→ **TASK INSTRUCTIONS**: Across the records that follow, give the number of lines containing the word "below" and nothing else.

Point-per-instance localization data
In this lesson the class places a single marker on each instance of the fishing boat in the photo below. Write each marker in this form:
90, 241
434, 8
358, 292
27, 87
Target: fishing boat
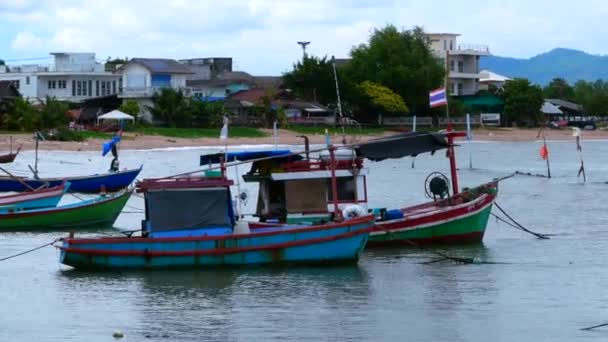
110, 181
297, 190
190, 223
43, 198
10, 157
99, 212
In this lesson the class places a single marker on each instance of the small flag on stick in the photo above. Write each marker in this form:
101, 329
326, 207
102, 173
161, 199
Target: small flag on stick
438, 98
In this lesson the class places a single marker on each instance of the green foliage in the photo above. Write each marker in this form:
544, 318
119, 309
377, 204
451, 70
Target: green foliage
593, 96
559, 89
312, 79
130, 107
206, 113
171, 107
523, 102
383, 98
400, 60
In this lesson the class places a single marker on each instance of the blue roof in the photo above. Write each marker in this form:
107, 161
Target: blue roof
246, 155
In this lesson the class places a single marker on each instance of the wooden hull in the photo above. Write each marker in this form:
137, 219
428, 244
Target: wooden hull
326, 244
86, 184
435, 224
98, 213
46, 198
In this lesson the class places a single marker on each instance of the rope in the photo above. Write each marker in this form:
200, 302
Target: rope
30, 250
517, 224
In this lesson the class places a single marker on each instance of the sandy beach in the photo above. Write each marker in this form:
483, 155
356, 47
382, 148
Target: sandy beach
286, 137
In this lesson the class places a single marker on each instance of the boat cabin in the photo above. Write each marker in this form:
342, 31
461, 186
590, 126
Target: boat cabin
300, 190
182, 207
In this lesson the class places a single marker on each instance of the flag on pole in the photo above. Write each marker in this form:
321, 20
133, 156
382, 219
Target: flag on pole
438, 98
224, 131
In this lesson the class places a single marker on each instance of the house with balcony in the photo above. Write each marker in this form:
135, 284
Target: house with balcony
461, 61
73, 77
143, 77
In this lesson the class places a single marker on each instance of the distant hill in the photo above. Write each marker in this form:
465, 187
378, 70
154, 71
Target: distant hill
572, 65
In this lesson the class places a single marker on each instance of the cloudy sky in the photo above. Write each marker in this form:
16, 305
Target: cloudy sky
261, 35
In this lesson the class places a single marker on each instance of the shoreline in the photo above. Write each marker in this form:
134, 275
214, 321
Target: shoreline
133, 141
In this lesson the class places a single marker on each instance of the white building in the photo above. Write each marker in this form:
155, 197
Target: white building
72, 77
462, 61
143, 77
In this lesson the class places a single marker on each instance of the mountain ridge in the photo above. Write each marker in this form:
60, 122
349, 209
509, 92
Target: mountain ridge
569, 64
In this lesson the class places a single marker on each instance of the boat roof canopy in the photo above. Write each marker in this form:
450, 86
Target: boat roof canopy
402, 145
246, 155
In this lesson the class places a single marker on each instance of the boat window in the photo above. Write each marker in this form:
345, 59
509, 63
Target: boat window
307, 195
190, 208
347, 189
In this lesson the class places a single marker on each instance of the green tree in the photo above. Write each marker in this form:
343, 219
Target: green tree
130, 107
171, 107
312, 79
558, 88
382, 98
400, 60
205, 113
522, 102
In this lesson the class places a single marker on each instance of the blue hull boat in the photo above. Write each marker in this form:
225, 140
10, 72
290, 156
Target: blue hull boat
190, 223
113, 181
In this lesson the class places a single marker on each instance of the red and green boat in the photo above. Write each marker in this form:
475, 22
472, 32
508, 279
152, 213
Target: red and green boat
297, 189
99, 212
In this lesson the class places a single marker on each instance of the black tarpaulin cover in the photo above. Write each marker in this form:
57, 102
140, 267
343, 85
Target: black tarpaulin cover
189, 209
402, 145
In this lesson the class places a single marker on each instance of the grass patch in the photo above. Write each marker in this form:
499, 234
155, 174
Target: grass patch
233, 132
350, 130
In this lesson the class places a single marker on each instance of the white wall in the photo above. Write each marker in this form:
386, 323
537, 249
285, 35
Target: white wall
139, 76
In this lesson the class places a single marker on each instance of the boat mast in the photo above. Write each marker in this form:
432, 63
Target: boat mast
451, 155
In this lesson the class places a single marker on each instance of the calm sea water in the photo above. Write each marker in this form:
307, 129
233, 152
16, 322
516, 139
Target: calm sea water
527, 289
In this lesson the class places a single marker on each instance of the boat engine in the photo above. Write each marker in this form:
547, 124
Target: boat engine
436, 185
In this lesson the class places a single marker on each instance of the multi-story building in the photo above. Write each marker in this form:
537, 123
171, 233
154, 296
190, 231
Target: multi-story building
143, 77
73, 77
462, 61
207, 68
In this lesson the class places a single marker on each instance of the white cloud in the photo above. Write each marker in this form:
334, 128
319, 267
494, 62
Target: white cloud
26, 41
261, 34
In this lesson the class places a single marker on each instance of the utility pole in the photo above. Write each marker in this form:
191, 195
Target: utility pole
303, 45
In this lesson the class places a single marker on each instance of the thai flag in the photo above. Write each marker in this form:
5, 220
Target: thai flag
438, 98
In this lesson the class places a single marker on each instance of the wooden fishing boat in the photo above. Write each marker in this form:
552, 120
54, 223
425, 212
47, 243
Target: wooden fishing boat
43, 198
99, 212
294, 190
111, 181
190, 223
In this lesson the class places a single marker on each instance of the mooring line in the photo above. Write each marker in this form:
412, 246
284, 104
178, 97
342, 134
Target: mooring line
519, 226
30, 250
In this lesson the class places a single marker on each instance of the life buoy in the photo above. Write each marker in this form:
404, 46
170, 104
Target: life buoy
353, 211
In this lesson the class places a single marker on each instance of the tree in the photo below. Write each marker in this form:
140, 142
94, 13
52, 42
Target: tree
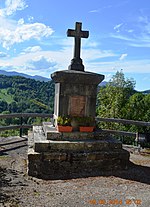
112, 99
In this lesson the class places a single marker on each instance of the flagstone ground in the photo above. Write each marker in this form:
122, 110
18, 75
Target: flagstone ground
130, 187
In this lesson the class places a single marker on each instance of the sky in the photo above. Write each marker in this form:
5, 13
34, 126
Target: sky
33, 37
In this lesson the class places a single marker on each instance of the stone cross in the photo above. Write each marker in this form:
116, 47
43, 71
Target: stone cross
76, 63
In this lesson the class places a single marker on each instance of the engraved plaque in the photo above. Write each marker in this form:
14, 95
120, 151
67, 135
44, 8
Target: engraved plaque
77, 105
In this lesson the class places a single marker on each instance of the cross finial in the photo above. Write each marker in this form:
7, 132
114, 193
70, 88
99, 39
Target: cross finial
76, 62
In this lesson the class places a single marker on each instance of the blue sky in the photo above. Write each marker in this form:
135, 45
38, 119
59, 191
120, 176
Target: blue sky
33, 37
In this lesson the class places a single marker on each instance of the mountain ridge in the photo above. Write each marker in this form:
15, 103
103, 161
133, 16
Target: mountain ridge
14, 73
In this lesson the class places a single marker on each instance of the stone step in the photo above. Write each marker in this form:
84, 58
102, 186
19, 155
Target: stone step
51, 133
86, 145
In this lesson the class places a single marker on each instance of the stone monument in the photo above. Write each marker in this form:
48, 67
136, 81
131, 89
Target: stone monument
56, 155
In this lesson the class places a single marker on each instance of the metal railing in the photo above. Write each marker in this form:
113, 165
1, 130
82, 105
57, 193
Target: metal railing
99, 119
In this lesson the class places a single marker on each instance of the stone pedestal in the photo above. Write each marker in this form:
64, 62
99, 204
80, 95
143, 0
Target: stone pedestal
75, 93
55, 155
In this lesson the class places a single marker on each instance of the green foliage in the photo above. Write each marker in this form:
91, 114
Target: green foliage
85, 121
119, 100
19, 94
64, 121
5, 96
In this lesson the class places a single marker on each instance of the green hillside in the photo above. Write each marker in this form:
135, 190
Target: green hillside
5, 96
19, 94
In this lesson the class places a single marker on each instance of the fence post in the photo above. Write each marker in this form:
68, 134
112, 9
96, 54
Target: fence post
21, 129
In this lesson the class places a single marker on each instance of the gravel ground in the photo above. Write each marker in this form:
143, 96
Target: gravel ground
128, 188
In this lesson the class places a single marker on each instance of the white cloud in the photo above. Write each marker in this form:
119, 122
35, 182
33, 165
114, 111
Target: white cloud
117, 27
32, 49
11, 6
123, 56
3, 54
23, 32
21, 21
94, 11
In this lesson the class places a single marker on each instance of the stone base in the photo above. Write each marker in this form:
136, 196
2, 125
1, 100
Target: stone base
53, 159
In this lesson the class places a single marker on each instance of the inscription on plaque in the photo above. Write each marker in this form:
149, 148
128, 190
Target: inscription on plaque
77, 105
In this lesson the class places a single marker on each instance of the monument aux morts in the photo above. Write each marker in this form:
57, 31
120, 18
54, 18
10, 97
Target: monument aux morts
60, 155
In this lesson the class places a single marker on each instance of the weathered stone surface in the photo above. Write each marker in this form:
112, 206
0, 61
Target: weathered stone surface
67, 165
50, 159
70, 84
80, 146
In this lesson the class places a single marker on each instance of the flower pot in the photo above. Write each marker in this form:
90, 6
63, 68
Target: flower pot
64, 128
86, 129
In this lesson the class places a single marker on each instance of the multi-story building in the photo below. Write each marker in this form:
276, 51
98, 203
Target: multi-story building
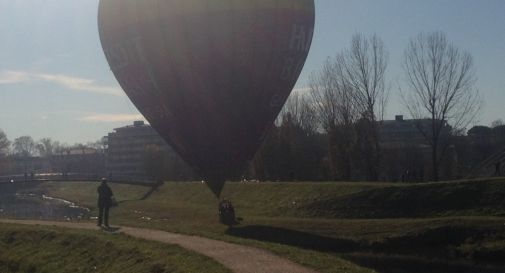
406, 153
138, 150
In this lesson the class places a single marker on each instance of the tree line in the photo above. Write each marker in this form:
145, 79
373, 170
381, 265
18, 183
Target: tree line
332, 130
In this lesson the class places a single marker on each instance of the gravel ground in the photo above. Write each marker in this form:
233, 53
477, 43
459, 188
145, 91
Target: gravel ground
240, 259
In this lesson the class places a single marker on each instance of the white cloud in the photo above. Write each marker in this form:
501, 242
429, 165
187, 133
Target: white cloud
11, 77
112, 118
73, 83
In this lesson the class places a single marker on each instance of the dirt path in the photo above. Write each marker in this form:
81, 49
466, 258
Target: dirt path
240, 259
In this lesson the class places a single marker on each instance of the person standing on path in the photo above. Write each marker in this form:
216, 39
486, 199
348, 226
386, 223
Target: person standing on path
104, 203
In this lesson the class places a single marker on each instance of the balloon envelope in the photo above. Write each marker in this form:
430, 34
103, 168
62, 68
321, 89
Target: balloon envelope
209, 75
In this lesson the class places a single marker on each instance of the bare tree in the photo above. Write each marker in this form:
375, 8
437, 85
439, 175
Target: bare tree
24, 146
299, 110
46, 147
332, 98
4, 144
364, 66
441, 83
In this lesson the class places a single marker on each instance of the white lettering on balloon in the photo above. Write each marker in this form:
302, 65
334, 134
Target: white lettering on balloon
301, 38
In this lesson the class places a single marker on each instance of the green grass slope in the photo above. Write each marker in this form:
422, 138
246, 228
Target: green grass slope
40, 250
332, 227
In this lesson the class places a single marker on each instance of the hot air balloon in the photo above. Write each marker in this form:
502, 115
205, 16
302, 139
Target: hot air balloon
210, 76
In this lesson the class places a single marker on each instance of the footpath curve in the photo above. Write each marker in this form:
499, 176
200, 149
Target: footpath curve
238, 258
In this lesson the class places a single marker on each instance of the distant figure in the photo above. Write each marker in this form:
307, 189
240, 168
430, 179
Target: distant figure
497, 171
104, 203
227, 213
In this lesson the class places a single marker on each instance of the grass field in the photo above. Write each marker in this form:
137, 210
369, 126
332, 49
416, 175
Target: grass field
332, 227
51, 250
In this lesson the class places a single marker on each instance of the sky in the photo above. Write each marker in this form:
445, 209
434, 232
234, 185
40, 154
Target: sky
55, 81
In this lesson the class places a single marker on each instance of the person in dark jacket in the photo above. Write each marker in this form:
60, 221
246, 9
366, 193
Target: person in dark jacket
104, 203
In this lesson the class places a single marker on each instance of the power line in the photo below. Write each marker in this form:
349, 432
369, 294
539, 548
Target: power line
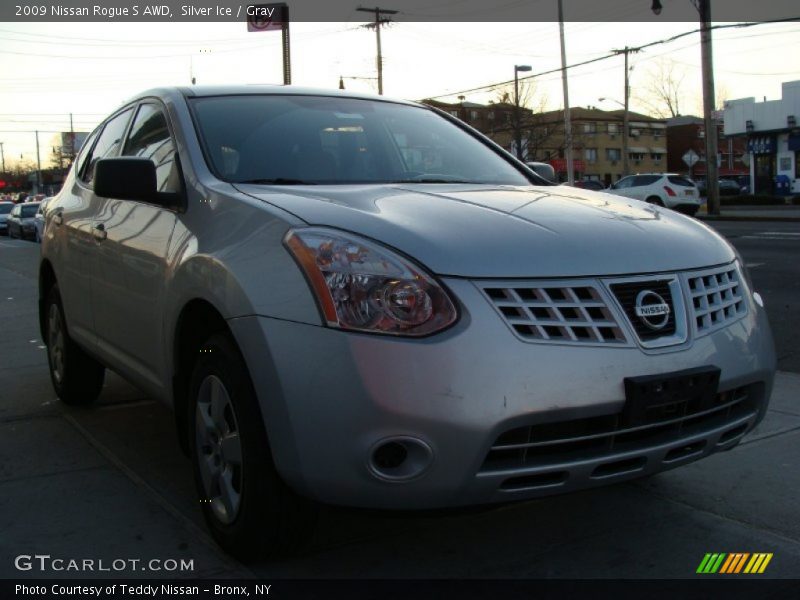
612, 54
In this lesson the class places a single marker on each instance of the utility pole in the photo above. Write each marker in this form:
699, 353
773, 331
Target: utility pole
38, 166
377, 25
71, 140
567, 118
625, 114
712, 171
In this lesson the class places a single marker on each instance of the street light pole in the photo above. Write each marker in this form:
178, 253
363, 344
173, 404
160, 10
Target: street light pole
377, 24
517, 129
565, 86
712, 171
707, 67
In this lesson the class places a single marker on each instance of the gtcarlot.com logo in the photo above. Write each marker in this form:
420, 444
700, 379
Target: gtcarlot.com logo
46, 562
734, 563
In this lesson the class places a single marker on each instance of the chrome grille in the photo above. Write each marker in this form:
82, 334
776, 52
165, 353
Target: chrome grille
556, 313
717, 298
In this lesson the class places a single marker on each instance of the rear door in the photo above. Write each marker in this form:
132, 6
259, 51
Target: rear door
131, 239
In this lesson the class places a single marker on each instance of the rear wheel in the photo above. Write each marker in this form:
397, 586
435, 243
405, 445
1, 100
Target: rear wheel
77, 378
250, 511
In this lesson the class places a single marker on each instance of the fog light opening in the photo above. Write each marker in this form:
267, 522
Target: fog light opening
390, 456
399, 459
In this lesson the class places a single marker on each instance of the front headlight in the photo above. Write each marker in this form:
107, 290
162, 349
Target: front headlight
362, 286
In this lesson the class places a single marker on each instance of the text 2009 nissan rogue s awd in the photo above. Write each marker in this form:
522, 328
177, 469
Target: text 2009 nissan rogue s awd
359, 301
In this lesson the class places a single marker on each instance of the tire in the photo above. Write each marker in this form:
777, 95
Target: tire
77, 378
249, 510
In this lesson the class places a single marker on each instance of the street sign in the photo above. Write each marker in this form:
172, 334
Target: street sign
266, 17
690, 158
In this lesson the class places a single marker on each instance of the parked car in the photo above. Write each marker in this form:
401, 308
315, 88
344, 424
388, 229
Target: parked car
663, 189
543, 169
5, 211
21, 220
727, 187
590, 184
38, 219
355, 300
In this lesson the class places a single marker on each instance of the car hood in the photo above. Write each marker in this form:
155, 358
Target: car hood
506, 231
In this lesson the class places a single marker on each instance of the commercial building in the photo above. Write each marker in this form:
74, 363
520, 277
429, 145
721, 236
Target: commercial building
773, 139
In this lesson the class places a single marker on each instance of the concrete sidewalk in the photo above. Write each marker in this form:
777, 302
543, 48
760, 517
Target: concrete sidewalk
790, 213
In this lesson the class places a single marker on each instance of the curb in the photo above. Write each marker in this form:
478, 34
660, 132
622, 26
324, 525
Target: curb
747, 218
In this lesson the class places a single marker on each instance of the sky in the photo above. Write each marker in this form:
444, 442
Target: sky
49, 70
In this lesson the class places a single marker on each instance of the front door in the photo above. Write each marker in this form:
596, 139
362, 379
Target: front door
132, 238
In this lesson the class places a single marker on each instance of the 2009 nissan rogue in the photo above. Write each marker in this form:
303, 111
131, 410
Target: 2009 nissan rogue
361, 301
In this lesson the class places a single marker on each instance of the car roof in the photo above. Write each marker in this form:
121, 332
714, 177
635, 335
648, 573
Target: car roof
207, 91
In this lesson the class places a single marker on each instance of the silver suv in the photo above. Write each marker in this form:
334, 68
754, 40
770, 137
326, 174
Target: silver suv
662, 189
360, 301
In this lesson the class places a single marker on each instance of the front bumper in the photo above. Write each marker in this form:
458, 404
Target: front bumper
329, 398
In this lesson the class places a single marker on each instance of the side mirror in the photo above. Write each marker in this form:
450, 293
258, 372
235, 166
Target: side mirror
130, 178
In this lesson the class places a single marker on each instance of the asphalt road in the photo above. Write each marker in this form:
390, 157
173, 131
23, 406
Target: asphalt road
110, 483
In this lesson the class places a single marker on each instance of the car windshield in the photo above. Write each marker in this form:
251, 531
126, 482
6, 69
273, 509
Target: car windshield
29, 210
292, 140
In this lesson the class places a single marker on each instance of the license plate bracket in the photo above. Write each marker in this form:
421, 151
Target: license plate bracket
654, 398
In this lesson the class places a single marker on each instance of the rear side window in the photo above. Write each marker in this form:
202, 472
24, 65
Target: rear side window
624, 183
678, 180
150, 138
107, 143
643, 180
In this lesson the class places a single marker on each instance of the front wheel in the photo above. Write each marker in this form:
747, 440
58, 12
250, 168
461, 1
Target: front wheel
77, 378
248, 508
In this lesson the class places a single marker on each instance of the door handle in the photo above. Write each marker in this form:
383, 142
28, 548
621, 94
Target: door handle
99, 232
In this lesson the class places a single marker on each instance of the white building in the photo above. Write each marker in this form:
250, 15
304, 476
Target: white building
773, 133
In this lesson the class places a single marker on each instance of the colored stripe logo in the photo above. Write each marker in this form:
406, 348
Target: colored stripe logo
734, 563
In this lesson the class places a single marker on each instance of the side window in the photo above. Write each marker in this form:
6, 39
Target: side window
150, 138
106, 144
83, 152
643, 180
624, 183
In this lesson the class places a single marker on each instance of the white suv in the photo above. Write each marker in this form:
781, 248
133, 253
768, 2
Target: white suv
664, 189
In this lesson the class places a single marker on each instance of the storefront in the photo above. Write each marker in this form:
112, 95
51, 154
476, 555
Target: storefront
763, 168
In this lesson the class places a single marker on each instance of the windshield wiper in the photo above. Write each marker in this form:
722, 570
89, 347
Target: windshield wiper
277, 181
431, 180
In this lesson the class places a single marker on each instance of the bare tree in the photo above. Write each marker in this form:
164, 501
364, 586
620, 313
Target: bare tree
533, 104
662, 91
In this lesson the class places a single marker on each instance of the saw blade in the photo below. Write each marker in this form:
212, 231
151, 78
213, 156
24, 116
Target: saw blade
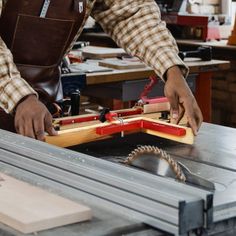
164, 164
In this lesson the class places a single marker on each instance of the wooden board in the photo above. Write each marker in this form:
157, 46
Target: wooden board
28, 209
121, 64
87, 133
102, 52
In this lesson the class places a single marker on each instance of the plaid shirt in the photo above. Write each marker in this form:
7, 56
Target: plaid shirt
134, 25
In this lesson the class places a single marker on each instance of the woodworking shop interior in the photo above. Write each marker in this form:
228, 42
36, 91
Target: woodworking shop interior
117, 118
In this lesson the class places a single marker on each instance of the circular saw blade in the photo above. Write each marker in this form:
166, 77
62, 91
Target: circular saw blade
155, 160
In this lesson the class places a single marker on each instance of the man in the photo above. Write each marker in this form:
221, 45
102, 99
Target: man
135, 25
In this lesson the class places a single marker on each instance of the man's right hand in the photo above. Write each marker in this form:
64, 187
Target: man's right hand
32, 119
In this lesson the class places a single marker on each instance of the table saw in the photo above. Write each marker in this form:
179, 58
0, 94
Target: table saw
127, 200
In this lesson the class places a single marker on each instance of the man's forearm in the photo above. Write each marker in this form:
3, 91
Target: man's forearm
12, 87
136, 26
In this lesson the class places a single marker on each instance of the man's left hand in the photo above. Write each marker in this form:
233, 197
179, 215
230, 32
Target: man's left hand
182, 100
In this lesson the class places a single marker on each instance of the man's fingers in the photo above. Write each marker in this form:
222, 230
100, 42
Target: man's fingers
174, 109
48, 125
39, 128
194, 116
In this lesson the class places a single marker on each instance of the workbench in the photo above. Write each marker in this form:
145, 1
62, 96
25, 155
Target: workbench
203, 71
212, 156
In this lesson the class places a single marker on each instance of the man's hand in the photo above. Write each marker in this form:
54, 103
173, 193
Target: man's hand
182, 100
32, 119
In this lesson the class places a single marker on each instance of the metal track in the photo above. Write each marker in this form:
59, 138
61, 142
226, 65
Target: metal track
162, 203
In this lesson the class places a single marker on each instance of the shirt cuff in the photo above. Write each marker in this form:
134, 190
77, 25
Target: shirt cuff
168, 59
15, 90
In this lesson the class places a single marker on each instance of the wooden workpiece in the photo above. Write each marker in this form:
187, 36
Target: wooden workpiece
29, 209
86, 131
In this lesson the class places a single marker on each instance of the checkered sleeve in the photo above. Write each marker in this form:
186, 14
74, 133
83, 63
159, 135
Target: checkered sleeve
12, 87
135, 25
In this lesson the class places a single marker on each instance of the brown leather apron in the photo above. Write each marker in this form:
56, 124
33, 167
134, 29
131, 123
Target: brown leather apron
38, 44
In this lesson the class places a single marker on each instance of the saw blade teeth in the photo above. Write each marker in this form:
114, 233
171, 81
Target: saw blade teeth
160, 153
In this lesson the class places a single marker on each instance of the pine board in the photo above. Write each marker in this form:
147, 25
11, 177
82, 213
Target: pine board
29, 209
102, 52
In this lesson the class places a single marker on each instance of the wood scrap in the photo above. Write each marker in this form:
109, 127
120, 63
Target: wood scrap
29, 209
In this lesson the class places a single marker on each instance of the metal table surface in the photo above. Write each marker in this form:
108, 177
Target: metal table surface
212, 156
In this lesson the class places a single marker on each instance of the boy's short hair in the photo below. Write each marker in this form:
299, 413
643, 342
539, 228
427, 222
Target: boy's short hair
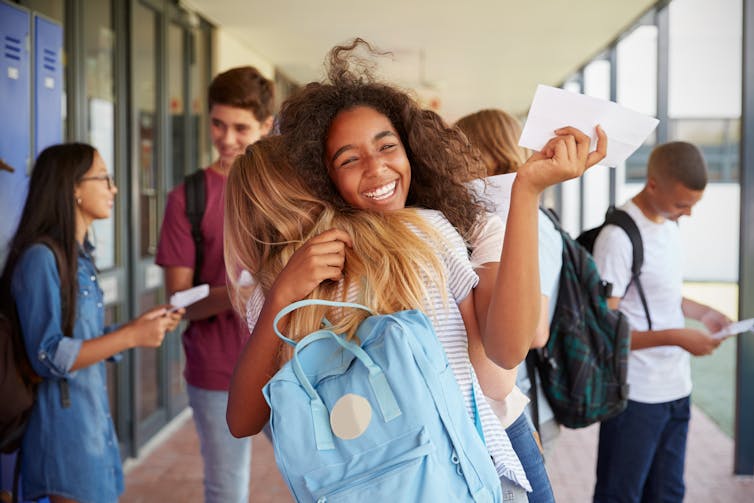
243, 87
679, 161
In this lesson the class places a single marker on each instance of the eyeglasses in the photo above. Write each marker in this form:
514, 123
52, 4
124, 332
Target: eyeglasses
106, 178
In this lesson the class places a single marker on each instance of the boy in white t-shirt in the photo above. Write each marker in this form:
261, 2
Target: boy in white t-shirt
642, 450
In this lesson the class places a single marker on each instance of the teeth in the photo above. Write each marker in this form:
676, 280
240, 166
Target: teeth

→ **COMPLETED EXERCISE**: 6